_Selection_
________________

Hicks assembles editing all-stars at School

Post-production and its powers are personified in this column. We’ll cover new techniques, technologies and the creative personnel and companies

giving them vibrant visual life.

Summer is over and School is in. Ask around the Toronto commercial production scene. School, comprised of a Toronto post-production all-star team, has been handling post work since June, and it doesn’t look as though the editors found within will be able to skip too many classes.

Headed by Panic & Bob’s David Hicks, School was created as a way for p&b to better handle the volume of work it receives. Hicks says despite the potential to make Panic & Bob larger, he felt the ad community would be better served by another shop offering the same p&b feel.

‘We [at Panic & Bob] thought we could serve our clients better that way and clients like our boutique-type feel,’ says Hicks. ‘They don’t want to feel like a number. They want personal service, and by making another Panic & Bob we feel we can provide that. It seems to be working so far. People have responded well to the space and us. It is all about the service of the client.’

Hicks, who will remain a partner

in Panic & Bob as well as School’s headmaster, says summer 2000 was the ideal time to launch the new post house, and coming out of the traditional summertime commercial drought, business has picked up.

‘The timing was good because we opened our doors in June, which is traditionally a slow time for this industry, and everything starts to pick up in July and then in August; and in September it goes nuts,’ says Hicks. ‘Right now it is great. All the machines have the bugs out of them and we’re booked up.’

As for the School team ensconced in new digs just blocks from Panic & Bob’s downtown hq, Hicks has brought together editors Griff Henderson, Steve Manz, Mark Morton and Marcus Valentin. With work divided amongst the current roster, School has edited spots for Compaq, Sears, Cineplex Odeon, Budweiser, Ikea, Becel, Burger King and Molson.

At press time, School was cutting a pool of five spots for Star Choice. Hicks says his squad has handled all that has been thrown at it, but there may still be room for growth, even at the expense of a novelty foreign to those coming over from Panic & Bob.

‘We’ve got a boardroom here and we never had a boardroom at Panic & Bob,’ says Hicks. ‘It is one of those sort of luxuries, and it potentially could be a sixth edit bay for somebody. We are hoping that one of the assistants at Panic & Bob or here at School could fill that spot eventually. We are into giving people opportunity. That is what it is all about, and we are giving these guys the opportunity to succeed and potentially be superstars.’

Hicks admits that although the two shops are more or less one and the same, there will be a certain level of competition to get work, but no more so than if School and Panic & Bob were being run out of the same office.

________________

_Supplied records_
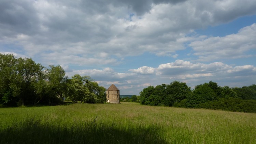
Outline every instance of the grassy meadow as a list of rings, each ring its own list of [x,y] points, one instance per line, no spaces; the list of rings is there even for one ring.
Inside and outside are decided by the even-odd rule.
[[[76,104],[0,109],[0,143],[256,143],[256,114]]]

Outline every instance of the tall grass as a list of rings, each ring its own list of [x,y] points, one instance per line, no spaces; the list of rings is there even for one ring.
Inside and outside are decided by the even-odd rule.
[[[121,104],[0,109],[0,143],[256,143],[256,114]]]

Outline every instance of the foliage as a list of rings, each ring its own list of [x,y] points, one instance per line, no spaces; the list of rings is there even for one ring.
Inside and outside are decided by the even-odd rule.
[[[74,102],[103,103],[106,89],[89,76],[71,79],[60,66],[45,68],[31,58],[0,53],[0,104],[3,106],[63,104]]]
[[[174,81],[170,85],[149,86],[140,95],[144,105],[256,113],[255,85],[231,88],[210,81],[191,91],[185,83]]]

________________

_Tasks to carry out_
1: In the article about the post house School, which editors has Hicks brought together there?
2: Pick up the article about the post house School after its final sentence and extend it.

_Answers to the exercises_
1: Griff Henderson, Steve Manz, Mark Morton and Marcus Valentin.

2:
‘We won’t be based on a price competition with Panic & Bob,’ says Hicks. ‘There will be jobs where Steve Manz will be competing against Michelle Czukar [at Panic & Bob], but it is based on who the agency wants to work with, the same way [it is with the editors] at Panic & Bob. It’s the same thing, just in two different locations. A lot of times we will be in communication with Panic & Bob in terms of if there is overflow from either side, they will suggest School and we will suggest Panic & Bob.’

*Stealing more Time online

Stealing Time owner Alex Eaton is excited about a new means of working with his post clients via the Internet. Using Quick Time, Eaton is able to show clients different versions of spots he has cut – works in progress or completed ads – by posting the cuts on the Internet in the Stealing Time website. Clients are given a special user name and password to download the version or versions of the spots Eaton or one of his Stealing Timers has edited.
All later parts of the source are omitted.